**Requirement**. Set out the records again, keeping every word as it is.

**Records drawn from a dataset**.
· · ·

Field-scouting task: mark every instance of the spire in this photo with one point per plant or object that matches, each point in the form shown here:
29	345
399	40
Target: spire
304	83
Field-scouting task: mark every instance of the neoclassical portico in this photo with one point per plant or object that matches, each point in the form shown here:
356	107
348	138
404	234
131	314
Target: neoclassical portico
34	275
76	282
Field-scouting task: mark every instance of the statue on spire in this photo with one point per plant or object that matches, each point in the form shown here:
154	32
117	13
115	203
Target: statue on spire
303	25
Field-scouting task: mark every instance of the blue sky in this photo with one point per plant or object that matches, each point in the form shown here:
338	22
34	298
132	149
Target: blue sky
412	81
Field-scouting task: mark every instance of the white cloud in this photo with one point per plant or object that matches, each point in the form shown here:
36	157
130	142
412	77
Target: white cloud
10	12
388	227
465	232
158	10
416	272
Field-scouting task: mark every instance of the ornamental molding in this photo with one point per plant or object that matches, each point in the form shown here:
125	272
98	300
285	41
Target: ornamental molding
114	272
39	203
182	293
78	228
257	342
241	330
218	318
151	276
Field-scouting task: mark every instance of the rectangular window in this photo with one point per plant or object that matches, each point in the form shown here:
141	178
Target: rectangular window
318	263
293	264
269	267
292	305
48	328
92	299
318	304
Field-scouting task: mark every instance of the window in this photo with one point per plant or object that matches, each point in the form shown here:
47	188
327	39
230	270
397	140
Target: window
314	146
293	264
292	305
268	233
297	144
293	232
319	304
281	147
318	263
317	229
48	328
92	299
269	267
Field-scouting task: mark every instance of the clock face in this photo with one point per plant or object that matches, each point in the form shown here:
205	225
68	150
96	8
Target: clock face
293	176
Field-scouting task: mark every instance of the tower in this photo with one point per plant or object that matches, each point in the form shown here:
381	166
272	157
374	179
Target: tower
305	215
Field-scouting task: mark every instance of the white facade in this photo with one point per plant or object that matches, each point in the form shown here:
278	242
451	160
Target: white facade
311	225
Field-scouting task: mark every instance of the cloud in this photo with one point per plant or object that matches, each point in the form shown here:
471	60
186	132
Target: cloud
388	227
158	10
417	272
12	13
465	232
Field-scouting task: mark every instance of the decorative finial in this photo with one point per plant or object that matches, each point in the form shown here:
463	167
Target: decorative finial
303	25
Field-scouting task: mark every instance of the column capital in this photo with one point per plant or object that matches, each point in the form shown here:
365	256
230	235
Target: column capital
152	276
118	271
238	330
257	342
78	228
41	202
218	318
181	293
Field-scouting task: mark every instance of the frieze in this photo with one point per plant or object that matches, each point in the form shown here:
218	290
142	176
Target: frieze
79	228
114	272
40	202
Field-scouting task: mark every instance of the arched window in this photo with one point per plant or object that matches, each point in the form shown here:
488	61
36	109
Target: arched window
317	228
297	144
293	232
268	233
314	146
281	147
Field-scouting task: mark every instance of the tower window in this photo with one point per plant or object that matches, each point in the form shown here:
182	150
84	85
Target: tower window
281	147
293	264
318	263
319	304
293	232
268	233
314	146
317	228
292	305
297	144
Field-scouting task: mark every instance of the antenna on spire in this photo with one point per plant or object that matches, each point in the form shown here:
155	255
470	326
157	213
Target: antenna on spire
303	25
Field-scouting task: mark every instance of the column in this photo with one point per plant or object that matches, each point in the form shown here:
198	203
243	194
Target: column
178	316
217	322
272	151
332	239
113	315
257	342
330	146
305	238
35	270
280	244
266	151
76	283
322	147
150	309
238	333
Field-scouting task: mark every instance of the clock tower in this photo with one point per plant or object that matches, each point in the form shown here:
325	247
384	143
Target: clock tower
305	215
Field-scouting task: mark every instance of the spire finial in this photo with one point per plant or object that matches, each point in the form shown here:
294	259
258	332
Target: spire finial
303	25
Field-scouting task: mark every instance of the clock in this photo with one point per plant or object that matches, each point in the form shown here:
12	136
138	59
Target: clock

· · ·

**Solved problem**.
Field-scouting task: mark every instance of the spire in this photo with one point per plant or object that matches, each point in the form shown here:
29	345
399	40
Target: spire
304	83
Field-scouting task: mark every instance of the neoclassical portico in this photo with one point per plant or object that matches, each point in the form shown here:
356	107
348	138
404	234
131	314
Target: neoclassical portico
34	275
76	282
Field-scouting task: mark every instance of the statue on spire in this photo with one point per plant or object that matches, each point in the form shown here:
154	32
117	13
115	203
Target: statue on spire
303	25
Field-scouting task: mark every instance of the blue sky in this photo with one point per plant or object that matches, each point in the form shown here:
338	22
34	298
132	149
Target: blue sky
412	81
Field-scouting task: mark every instance of the white cloud in this photo with one point per plant or object that matches, each point in the form shown here:
36	157
130	142
412	77
Target: white cloud
10	12
388	227
465	232
158	10
416	272
Field-scouting task: mark every instance of the ornamental molding in this photo with one point per plant or object that matches, each point in the form shown here:
125	272
98	300
285	41
Target: ornamental molding
114	272
39	203
182	293
78	228
257	342
241	330
218	318
151	276
Field-scouting task: mark every instance of the rectangular window in this photo with one point per plant or object that matches, each point in the form shown here:
141	178
Target: rectangular window
318	263
293	264
269	267
292	305
48	328
92	299
318	304
Field-scouting task: mark every instance of the window in this photo with one point per plant or object that matches, each point in the form shown here:
47	188
327	39
230	270
397	140
Target: window
314	146
293	264
292	305
268	233
297	144
293	232
319	304
281	147
318	263
317	229
48	328
92	299
269	267
Field-scouting task: mark every instance of the clock face in this photo with one point per plant or object that matches, each point in the form shown here:
205	225
68	150
96	8
Target: clock face
293	176
Field-scouting task: mark every instance of the tower in this photo with one point per plant or object that matches, each point in the form shown here:
381	166
272	157
374	179
Target: tower
305	215
Field-scouting task: mark every instance of the white facade in this photo with one point per plant or object that matches, each point in the form shown here:
278	242
451	160
Target: white facade
311	225
Field-scouting task: mark every instance of the cloud in this photo with one point per plant or object that matches, each point in the form shown here:
471	60
186	132
Target: cloud
388	227
158	10
417	272
12	13
465	232
Field-scouting task: mark every instance of the decorative finial in this photo with one point per plant or object that matches, each point in the form shown here:
463	167
Target: decorative finial
303	25
Field-scouting task: mark every instance of the column capital in this photo with one point per plant or object that matches, each point in the form shown here:
365	256
230	235
Target: column capital
152	276
118	271
238	330
257	342
78	228
41	202
218	318
181	293
Field-scouting task: mark every instance of the frieze in this photo with one point per plant or object that matches, each point in the form shown here:
218	290
142	176
Target: frieze
79	228
114	272
40	202
Field-scouting task: mark every instance of the arched window in this photo with one point per plant or object that matches, each point in the form shown here:
488	61
36	109
Target: arched window
317	228
297	144
293	232
268	233
314	146
281	147
Field-scouting task: mark every instance of the tower window in this photo with one point per plant or object that matches, each point in the form shown here:
182	150
84	85
Target: tower window
281	147
293	264
318	263
319	304
293	232
268	233
314	146
317	228
292	305
297	144
Field-scouting task: mark every instance of the antenna on spire in this photo with one point per plant or object that matches, each point in the form shown here:
155	255
470	326
157	213
Target: antenna on spire
303	25
Field-scouting task: mark every instance of the column in this photo with one point per plant or object that matches, each point in the form shown here:
198	203
243	194
Target: column
178	316
217	322
272	151
332	239
113	315
257	342
330	146
305	238
35	270
280	244
266	151
76	283
322	147
150	309
238	333
Field-scouting task: mark every instance of the clock tower in this photo with one point per plant or object that matches, each point in the form shown here:
325	247
384	143
Target: clock tower
305	215
Field-scouting task: mark every instance of the spire finial in this photo with one point per plant or object that matches, each point in the form shown here:
294	259
258	332
Target: spire finial
303	25
Field-scouting task: mark every instance of the clock in this photo with one point per plant or object that matches, each point in the form shown here:
12	136
138	59
Target: clock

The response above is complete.